WHAT NEEDS TO BE DONE :: Identify the line that contains "Mark the innermost point of each instance of the white sneaker" in the material. Output it and every line after it, unchanged, through the end.
-------- PROVIDED RECORDS
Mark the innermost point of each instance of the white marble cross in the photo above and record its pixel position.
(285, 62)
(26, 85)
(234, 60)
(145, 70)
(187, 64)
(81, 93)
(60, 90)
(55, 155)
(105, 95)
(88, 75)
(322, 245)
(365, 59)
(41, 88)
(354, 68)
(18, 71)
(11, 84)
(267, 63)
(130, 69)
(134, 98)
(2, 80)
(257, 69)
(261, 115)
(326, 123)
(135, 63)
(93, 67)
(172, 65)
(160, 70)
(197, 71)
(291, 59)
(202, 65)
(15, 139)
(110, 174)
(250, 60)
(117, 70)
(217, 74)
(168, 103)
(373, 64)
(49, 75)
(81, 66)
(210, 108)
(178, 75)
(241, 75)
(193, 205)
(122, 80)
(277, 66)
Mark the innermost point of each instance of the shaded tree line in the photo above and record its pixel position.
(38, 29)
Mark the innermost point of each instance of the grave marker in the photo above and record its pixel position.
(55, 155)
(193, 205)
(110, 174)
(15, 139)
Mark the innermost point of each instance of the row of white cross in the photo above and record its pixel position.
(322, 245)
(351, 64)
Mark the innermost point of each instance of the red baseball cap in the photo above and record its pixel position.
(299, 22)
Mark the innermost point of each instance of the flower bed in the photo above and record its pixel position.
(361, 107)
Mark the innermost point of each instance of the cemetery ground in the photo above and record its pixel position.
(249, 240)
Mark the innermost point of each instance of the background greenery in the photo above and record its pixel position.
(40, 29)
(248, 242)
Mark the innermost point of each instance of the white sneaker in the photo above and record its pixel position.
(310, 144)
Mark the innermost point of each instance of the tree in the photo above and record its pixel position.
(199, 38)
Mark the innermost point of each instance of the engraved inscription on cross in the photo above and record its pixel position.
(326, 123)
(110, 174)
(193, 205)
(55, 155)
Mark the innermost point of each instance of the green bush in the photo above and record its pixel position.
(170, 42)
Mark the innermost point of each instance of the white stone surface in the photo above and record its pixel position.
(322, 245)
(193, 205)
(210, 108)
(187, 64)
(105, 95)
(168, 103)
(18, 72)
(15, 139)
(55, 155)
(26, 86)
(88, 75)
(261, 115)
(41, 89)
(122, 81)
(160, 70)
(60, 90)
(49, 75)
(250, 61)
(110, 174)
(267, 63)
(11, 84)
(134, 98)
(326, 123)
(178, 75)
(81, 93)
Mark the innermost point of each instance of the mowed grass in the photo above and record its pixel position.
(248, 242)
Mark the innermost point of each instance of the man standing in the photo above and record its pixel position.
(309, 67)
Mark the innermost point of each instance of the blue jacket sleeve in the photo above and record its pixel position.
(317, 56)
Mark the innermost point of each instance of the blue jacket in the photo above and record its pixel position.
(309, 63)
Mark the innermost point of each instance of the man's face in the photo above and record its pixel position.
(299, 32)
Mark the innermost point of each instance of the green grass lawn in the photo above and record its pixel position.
----------------
WRITTEN RESPONSE ::
Mark the innermost point of each instance of the white sneaker in the photo above and record its pixel position.
(310, 144)
Mark the innermost point of each instance of the tree in the photo above and record its pixel position.
(199, 38)
Mark the innermost point of each instance of the engraved inscription on cross in the photo above and record its pixel position.
(326, 123)
(110, 174)
(193, 205)
(55, 155)
Mark the innermost point of each instance of the green bush in the photo above and record its pixel position.
(170, 42)
Mark the innermost point of each instance of the white stone surface in the photo above and record its pixel position.
(322, 245)
(193, 205)
(210, 108)
(187, 64)
(105, 95)
(168, 103)
(18, 72)
(15, 139)
(55, 155)
(26, 86)
(88, 75)
(261, 115)
(41, 89)
(122, 81)
(160, 70)
(60, 90)
(49, 75)
(250, 61)
(110, 174)
(267, 63)
(11, 84)
(134, 98)
(326, 123)
(178, 75)
(81, 93)
Mark the innermost point of each instance of the mowed grass in the photo above and record its pixel position.
(248, 242)
Mark the innermost point of each instance of the man standing in the photo above and record its pixel position.
(309, 67)
Mark the innermost point of each instance of the blue jacket sleeve in the photo above and record its pixel position.
(317, 56)
Mark the innermost point of each instance of the blue jacket in the photo above and record its pixel position.
(309, 63)
Mark the innermost point of each instance of the man's face in the photo above and record its pixel position.
(299, 32)
Mark the innermost point of each instance of the green grass lawn in the photo above and record its pixel position.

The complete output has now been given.